= Given task =
Copy every line of the records below word for word, and leave the pictures out.

>> Start Entries shown

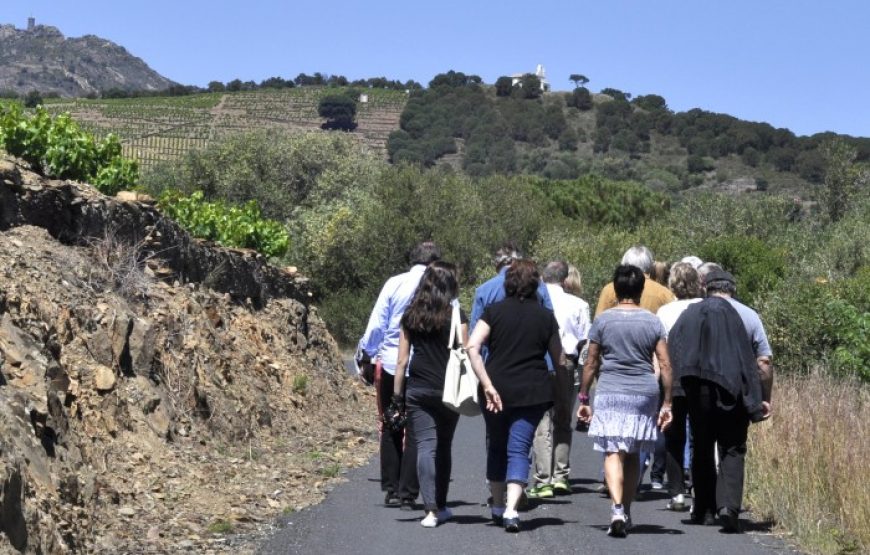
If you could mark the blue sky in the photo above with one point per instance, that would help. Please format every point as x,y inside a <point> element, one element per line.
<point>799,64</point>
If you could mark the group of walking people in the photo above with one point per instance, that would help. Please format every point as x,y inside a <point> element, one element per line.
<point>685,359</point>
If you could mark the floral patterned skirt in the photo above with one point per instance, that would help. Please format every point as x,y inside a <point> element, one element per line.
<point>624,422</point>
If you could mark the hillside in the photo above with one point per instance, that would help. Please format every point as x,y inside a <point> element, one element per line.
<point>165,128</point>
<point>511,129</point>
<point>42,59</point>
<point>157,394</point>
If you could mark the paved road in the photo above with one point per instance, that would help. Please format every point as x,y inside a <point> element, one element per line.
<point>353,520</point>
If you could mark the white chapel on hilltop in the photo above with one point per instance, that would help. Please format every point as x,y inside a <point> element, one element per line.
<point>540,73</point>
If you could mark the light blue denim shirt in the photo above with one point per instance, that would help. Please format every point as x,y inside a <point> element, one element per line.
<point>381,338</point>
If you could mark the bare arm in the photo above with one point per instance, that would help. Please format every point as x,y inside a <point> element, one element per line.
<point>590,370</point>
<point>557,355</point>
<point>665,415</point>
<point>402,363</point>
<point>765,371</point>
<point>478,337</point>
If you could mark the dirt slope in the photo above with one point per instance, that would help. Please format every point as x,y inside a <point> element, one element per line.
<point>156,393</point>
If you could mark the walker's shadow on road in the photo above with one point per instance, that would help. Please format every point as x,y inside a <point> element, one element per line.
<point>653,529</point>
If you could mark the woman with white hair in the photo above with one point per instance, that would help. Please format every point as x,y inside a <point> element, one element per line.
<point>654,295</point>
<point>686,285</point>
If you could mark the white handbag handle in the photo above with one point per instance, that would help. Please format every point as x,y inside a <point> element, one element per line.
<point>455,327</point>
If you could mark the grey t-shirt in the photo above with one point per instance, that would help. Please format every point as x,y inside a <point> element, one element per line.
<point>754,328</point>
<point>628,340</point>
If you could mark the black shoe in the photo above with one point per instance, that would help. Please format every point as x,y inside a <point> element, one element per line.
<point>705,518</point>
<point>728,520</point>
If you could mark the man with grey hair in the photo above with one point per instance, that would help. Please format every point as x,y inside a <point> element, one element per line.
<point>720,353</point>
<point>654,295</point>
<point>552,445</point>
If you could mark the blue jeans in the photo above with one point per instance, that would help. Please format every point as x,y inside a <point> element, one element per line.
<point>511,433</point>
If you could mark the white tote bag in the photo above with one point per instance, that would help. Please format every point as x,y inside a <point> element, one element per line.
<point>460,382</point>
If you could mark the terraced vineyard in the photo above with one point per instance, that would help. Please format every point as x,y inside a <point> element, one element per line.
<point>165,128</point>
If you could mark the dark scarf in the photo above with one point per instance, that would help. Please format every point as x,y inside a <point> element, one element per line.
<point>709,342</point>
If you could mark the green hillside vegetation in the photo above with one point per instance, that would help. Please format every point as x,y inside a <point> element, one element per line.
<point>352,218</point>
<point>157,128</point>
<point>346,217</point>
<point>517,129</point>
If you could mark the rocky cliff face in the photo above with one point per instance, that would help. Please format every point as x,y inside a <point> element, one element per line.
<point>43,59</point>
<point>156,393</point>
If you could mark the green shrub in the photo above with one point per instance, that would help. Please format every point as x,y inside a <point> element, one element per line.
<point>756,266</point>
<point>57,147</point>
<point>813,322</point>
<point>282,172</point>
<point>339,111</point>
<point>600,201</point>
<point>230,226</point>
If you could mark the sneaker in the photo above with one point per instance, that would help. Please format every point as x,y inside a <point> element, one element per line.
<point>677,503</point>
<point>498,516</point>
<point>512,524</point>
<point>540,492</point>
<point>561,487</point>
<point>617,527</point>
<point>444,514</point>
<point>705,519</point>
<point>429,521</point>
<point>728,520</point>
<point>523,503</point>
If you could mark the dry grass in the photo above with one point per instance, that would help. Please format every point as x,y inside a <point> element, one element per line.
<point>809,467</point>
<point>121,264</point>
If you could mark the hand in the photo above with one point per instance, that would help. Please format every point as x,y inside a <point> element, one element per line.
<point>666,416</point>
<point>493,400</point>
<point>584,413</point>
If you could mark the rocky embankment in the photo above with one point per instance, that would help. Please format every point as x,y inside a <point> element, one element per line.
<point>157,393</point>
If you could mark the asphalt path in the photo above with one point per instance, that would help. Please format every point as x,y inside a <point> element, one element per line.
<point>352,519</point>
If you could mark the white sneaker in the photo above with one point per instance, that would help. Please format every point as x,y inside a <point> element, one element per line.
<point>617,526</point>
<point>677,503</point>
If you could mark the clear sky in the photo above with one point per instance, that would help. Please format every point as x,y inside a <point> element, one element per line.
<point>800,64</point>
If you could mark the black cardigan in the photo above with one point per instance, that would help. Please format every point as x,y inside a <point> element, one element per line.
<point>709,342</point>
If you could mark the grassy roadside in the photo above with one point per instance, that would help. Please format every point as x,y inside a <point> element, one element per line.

>> End Entries shown

= Exercise output =
If you could mark the blue sky in the photo above with one point per instance, that would help. Please format every point as x,y inside a <point> element, one element per line.
<point>799,64</point>
If you could mark the group of walking people in the photo above with one point per instance, that would help. Please format every point as x,y inside a <point> element, one element per line.
<point>685,359</point>
If you could mark the floral patterned skirt in the photo above with one point per instance, that would help. Please format every point as x,y inside a <point> element, one element per line.
<point>624,422</point>
If you could mark the hillside in the photo above with one point per instance, that would help. Please format every point as x,y inside a <point> element, one element per line.
<point>165,128</point>
<point>511,129</point>
<point>42,59</point>
<point>157,394</point>
If you could mark the paved road in the photo above with one point per instance, that would help. Please format every point as x,y inside a <point> element, one element per line.
<point>353,520</point>
If you could mark the white chapel on hilltop in the photo above with one point per instance, that would help. Please format every point as x,y inside a <point> element, one element per line.
<point>540,73</point>
If you could mark the light blue denim shirt in the photo above with one point per instance, that would help. Please format every point as x,y inside a <point> element, one element per line.
<point>381,338</point>
If you could mark the bare arm in the photo above with one point per instance, that would help. Please format every point as x,y inside a <point> element, one element per line.
<point>590,370</point>
<point>557,355</point>
<point>665,415</point>
<point>402,363</point>
<point>765,371</point>
<point>478,337</point>
If you could mark the dirt slope in the photo above with one point per instance, that would help. Please format every point as x,y inside a <point> element, one element per line.
<point>156,393</point>
If you could mark the walker's shadow on road in the photo above with one point per instance, that would help. Please format every point as x,y inside a <point> element, one element per line.
<point>653,529</point>
If you could mark the woman with white hair in the photo above with one point per instance, that would help. Please format every point as x,y inside a <point> element, one element per line.
<point>654,295</point>
<point>686,285</point>
If you could mark the white handbag handle in the photo above with one point per instance, that would help. Please format every point as x,y inside a <point> element, one element per line.
<point>455,327</point>
If you could mark the grey t-shirt in the photo above with one point per instance, that would help. Please format every point as x,y inside a <point> element, one element per line.
<point>754,328</point>
<point>628,340</point>
If you could mark the black shoe in the photo above with one point per instance, that would help. Please format every point as x,y inside a <point> element, one element per line.
<point>705,518</point>
<point>728,520</point>
If you could mark the man with grey hair in the photo above with one point per instance, that would help. Please format every point as x,y inside a <point> element, one element per line.
<point>720,353</point>
<point>654,295</point>
<point>552,445</point>
If you could mark the blue jeans in the photo above with one point per instance, that would help. Please format every point as x,y inside a <point> element, one element per line.
<point>511,433</point>
If you could mark the white tote bag in the photo above with one point per instance, that would help. Please format every point as x,y inside a <point> element, one element per line.
<point>460,382</point>
If you could mark the terraced vineyard in the photo above with one point per instance, that would help. Please format every point as x,y inside a <point> element, one element per line.
<point>165,128</point>
If you could mark the dark scarf in the photo above with one point per instance, that would help. Please format every point as x,y inside a <point> element, one element per line.
<point>709,342</point>
If you could mark the green hillside vegetation in the photo above with one point per instance, that would help. Please format every point as x,y inside a <point> element, one element per line.
<point>352,218</point>
<point>157,128</point>
<point>346,217</point>
<point>517,129</point>
If you could mark the rocky cliff face in the photo above with one point per instance, that would help. Please format every point as x,y inside a <point> element, one element per line.
<point>43,59</point>
<point>156,393</point>
If you could mark the green shrub in the photo above with one point per instance, that would help. Please format every point as x,y inside a <point> element, one element per line.
<point>756,266</point>
<point>57,147</point>
<point>813,322</point>
<point>282,172</point>
<point>339,111</point>
<point>600,201</point>
<point>230,226</point>
If you could mark the sneaker in the photo above with one point per instance, that would help. Please format every point as x,y inside a <point> element, one element per line.
<point>677,503</point>
<point>498,516</point>
<point>512,524</point>
<point>540,492</point>
<point>561,487</point>
<point>617,527</point>
<point>444,514</point>
<point>705,519</point>
<point>429,521</point>
<point>728,520</point>
<point>523,503</point>
If you could mark the dry grass in the photo above with one point per instance, that would help. Please format every point as x,y inside a <point> element, one element per line.
<point>809,467</point>
<point>121,264</point>
If you could mark the hand in the photo above with one point per instance, that would help. Please format every point as x,y inside a <point> element, one element per line.
<point>666,416</point>
<point>493,400</point>
<point>584,413</point>
If you could mark the rocky embankment in the photo above with one point per instance, that would help. Please format every point as x,y inside a <point> element, one element per line.
<point>157,393</point>
If you could mark the asphalt path in the photo above with one point per instance, that would help. Please format every point as x,y inside a <point> element, one element per line.
<point>352,519</point>
If you could mark the white sneaker in the photo above with one point per instance, that would help. Please format every point as x,y inside a <point> element, one element per line.
<point>617,526</point>
<point>677,503</point>
If you could mark the clear sky in the photo above with one point per instance, that would help. Please format every point as x,y inside a <point> element, one element per line.
<point>800,64</point>
If you could mark the black cardigan in the photo above with one point per instance, that would help. Please format every point as x,y inside a <point> element, one element per line.
<point>709,342</point>
If you could mark the grassy roadside in the photo above with one point per instance, that would help. Please format every point as x,y inside a <point> element, one element per line.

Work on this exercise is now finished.